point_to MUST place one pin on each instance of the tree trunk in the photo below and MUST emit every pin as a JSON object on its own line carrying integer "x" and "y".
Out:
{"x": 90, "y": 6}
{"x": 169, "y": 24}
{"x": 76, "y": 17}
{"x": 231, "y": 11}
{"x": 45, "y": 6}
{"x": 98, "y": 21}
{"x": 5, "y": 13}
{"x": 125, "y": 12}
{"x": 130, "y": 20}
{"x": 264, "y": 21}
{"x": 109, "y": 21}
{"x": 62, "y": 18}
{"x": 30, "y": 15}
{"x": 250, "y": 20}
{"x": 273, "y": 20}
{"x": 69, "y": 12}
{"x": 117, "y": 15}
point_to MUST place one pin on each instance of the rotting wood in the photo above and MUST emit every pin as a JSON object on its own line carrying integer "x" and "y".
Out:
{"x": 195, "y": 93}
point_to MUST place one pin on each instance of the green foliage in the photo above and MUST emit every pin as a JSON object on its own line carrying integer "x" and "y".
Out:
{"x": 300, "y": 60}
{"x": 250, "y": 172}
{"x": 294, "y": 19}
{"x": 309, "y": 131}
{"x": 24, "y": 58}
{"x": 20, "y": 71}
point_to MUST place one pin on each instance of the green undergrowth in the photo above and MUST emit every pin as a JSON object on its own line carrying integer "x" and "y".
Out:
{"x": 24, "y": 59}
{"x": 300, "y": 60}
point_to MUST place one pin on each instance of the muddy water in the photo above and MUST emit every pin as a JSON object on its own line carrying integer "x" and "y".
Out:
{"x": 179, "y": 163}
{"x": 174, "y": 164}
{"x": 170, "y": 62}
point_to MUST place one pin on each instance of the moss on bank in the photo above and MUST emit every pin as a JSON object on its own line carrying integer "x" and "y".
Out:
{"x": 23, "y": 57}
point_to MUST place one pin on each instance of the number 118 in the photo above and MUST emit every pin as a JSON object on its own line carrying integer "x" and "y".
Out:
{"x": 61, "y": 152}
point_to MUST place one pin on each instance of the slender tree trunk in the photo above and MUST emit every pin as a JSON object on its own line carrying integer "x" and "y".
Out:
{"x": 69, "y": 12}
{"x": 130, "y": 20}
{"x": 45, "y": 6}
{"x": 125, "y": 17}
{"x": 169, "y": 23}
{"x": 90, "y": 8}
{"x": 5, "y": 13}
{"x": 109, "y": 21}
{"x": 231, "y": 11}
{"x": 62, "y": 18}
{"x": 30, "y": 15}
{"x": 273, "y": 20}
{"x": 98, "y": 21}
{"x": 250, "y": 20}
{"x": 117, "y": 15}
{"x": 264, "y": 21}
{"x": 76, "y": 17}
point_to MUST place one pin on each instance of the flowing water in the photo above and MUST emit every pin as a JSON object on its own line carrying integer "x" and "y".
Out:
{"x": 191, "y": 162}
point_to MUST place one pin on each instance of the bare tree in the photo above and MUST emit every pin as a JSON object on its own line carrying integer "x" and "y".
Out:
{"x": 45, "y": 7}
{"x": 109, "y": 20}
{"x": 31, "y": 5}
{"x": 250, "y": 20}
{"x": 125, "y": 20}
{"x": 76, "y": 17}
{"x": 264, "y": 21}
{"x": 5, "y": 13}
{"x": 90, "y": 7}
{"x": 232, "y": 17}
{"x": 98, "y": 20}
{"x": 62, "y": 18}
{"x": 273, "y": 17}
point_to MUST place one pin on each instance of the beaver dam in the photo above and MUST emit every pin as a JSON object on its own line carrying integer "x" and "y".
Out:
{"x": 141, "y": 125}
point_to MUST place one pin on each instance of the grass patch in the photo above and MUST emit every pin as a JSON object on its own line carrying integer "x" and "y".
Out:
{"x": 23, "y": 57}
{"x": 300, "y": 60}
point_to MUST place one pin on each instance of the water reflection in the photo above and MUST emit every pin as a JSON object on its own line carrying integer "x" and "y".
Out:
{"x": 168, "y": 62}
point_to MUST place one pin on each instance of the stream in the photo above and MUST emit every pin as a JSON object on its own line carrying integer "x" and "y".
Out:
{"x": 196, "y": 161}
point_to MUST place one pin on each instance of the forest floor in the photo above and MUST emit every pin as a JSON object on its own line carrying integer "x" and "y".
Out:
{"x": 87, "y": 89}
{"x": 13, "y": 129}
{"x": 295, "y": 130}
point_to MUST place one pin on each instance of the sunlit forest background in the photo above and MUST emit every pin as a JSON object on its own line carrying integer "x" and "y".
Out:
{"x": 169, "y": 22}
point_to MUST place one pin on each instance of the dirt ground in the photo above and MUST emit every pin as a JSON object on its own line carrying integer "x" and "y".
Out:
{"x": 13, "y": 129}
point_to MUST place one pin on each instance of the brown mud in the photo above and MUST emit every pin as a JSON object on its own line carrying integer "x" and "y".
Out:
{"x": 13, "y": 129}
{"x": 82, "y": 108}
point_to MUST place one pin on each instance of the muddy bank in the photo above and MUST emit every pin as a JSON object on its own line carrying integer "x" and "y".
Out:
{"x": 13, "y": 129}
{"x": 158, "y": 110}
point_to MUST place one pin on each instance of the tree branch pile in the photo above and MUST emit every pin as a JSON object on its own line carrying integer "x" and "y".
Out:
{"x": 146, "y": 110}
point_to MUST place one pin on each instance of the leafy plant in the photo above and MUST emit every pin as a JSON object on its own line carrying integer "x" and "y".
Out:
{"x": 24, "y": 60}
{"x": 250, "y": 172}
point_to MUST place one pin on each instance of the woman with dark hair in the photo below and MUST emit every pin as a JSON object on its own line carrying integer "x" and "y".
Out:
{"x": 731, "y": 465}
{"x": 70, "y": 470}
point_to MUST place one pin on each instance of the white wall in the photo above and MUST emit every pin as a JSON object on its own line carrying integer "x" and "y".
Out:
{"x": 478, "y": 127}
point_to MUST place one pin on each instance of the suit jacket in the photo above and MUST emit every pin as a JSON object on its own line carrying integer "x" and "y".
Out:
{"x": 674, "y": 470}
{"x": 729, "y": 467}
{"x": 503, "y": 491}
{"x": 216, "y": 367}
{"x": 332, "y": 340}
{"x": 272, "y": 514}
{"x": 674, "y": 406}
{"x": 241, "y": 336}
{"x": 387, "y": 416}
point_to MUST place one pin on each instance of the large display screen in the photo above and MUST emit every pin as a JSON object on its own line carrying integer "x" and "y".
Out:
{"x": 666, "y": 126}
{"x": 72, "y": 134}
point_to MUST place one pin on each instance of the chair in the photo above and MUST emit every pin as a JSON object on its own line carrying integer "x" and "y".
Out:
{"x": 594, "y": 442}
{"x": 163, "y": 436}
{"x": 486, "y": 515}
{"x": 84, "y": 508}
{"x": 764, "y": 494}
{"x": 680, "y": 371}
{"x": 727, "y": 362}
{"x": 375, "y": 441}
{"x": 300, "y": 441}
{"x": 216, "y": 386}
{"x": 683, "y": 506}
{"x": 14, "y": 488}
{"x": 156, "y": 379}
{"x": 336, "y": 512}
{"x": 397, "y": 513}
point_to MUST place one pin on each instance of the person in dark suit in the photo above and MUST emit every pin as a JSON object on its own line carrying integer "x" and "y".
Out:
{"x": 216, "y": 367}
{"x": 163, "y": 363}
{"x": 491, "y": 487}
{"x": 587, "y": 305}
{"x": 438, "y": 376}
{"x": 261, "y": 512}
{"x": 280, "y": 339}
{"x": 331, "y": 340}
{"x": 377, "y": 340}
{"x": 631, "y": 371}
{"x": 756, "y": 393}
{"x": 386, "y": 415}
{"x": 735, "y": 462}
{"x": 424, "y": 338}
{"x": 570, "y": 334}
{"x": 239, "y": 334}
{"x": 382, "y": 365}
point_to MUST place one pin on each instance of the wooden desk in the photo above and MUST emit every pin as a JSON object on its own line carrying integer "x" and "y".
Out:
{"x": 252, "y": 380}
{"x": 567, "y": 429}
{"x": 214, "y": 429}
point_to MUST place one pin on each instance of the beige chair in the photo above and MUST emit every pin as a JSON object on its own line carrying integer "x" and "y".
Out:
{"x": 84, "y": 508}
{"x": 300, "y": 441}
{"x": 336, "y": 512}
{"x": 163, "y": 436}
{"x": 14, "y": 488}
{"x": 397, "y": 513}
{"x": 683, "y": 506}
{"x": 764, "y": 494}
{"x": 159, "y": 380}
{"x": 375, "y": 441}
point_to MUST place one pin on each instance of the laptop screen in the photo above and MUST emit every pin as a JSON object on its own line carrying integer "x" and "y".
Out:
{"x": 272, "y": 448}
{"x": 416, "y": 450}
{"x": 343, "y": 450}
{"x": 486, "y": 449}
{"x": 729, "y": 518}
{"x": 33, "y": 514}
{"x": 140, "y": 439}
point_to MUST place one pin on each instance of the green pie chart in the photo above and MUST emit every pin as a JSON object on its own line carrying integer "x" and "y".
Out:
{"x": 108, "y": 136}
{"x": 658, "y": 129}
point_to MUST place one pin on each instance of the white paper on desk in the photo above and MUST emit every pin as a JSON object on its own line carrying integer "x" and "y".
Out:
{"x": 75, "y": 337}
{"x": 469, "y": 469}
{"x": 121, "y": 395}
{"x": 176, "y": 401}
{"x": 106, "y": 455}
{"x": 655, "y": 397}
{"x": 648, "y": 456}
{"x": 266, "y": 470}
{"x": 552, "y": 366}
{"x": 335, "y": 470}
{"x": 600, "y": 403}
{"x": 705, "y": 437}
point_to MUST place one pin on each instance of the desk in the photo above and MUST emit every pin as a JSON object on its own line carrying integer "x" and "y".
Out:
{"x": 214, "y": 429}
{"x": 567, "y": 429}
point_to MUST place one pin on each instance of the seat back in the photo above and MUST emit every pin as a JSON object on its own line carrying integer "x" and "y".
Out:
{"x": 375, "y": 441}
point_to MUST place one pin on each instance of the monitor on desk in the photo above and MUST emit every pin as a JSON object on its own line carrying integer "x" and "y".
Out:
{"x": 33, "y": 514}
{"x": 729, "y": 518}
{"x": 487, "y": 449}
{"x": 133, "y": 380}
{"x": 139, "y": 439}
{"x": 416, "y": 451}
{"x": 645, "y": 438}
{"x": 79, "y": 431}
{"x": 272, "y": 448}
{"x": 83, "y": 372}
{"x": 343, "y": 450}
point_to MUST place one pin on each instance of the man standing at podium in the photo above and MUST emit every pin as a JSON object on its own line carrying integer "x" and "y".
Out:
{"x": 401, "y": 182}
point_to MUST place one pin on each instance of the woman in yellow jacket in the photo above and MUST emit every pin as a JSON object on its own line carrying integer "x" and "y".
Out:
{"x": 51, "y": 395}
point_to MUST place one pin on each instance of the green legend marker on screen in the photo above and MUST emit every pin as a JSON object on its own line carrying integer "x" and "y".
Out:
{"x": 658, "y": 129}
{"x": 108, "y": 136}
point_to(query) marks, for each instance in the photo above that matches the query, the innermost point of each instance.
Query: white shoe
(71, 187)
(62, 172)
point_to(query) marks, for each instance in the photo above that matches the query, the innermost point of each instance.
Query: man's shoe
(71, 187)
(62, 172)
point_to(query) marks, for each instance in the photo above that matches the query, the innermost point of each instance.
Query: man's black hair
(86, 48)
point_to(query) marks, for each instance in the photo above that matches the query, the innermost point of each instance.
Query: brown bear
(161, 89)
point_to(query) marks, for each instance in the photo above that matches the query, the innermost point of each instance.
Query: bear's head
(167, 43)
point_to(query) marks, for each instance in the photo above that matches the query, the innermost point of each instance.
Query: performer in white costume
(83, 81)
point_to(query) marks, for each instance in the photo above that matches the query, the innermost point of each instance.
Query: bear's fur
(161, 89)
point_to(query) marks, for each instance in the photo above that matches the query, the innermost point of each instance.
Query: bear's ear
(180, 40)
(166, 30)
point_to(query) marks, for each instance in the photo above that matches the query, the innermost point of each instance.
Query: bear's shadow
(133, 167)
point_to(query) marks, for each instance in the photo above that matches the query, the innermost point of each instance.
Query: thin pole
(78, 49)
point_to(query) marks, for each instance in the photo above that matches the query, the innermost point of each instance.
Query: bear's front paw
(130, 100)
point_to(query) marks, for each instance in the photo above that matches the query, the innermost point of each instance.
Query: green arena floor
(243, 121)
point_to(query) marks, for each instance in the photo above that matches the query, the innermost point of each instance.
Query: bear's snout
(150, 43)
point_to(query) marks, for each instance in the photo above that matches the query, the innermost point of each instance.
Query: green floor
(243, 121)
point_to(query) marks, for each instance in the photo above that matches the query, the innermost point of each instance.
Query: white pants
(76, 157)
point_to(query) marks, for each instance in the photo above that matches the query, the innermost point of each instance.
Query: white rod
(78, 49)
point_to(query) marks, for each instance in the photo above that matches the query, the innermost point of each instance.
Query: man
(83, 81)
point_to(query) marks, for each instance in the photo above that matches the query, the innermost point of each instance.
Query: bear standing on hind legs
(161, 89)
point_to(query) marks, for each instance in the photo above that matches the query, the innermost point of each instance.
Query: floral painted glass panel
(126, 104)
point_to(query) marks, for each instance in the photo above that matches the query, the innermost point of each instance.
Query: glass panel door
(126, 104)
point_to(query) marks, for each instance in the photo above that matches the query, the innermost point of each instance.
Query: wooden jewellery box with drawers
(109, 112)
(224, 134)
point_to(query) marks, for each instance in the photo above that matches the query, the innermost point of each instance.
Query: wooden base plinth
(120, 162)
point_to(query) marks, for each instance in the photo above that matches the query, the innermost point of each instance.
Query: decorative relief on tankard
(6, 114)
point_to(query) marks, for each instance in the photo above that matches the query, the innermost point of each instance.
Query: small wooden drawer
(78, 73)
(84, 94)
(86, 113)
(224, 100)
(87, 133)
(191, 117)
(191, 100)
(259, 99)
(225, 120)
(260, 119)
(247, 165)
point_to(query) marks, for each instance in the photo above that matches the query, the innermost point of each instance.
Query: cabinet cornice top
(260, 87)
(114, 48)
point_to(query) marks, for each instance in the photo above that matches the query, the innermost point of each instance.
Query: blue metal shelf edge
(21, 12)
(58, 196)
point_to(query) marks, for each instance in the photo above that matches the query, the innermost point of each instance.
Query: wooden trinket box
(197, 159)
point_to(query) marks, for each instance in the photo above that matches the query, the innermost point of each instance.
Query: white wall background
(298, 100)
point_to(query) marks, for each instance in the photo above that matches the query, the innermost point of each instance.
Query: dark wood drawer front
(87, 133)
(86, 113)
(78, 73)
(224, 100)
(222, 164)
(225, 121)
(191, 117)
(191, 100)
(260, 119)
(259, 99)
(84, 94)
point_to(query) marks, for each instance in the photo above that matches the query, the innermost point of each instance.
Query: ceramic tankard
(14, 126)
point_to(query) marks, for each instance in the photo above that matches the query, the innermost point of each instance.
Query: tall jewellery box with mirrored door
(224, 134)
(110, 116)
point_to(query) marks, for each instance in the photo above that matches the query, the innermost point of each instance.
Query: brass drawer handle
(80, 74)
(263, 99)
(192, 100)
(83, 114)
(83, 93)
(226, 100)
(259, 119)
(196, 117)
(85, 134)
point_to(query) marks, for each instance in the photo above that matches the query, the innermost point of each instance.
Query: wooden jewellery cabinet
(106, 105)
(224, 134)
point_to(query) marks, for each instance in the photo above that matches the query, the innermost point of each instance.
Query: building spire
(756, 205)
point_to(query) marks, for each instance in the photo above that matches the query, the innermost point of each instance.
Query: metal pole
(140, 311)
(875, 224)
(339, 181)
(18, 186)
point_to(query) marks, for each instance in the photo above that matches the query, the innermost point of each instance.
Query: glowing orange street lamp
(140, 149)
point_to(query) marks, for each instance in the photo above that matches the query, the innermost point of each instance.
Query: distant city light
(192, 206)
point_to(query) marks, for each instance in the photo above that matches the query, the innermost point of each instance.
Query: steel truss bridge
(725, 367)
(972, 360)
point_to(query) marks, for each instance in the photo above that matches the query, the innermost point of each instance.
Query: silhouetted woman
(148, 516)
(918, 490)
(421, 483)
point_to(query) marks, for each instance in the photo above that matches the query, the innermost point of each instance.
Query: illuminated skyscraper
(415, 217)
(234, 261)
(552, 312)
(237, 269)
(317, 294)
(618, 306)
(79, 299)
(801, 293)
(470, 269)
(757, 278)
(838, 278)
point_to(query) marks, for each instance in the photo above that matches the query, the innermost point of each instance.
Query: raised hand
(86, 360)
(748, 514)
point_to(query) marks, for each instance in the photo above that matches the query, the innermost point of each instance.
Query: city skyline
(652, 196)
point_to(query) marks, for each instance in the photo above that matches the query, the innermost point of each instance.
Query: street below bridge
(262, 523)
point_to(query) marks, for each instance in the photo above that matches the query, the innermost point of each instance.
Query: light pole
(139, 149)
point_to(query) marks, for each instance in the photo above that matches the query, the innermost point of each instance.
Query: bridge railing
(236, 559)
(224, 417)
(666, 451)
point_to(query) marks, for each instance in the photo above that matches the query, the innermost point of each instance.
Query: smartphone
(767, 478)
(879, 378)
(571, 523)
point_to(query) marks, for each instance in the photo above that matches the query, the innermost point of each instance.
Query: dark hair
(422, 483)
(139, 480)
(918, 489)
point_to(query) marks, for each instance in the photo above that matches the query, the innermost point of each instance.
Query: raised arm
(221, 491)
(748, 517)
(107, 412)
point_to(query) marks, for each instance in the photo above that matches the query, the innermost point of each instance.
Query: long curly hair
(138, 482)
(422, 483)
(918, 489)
--
Cel ćwiczenia: Odszukaj w powyższych danych każdy wiersz zawierający słowo „street” i przepisz go w całości.

Odpowiedź:
Query: glowing orange street lamp
Query: street below bridge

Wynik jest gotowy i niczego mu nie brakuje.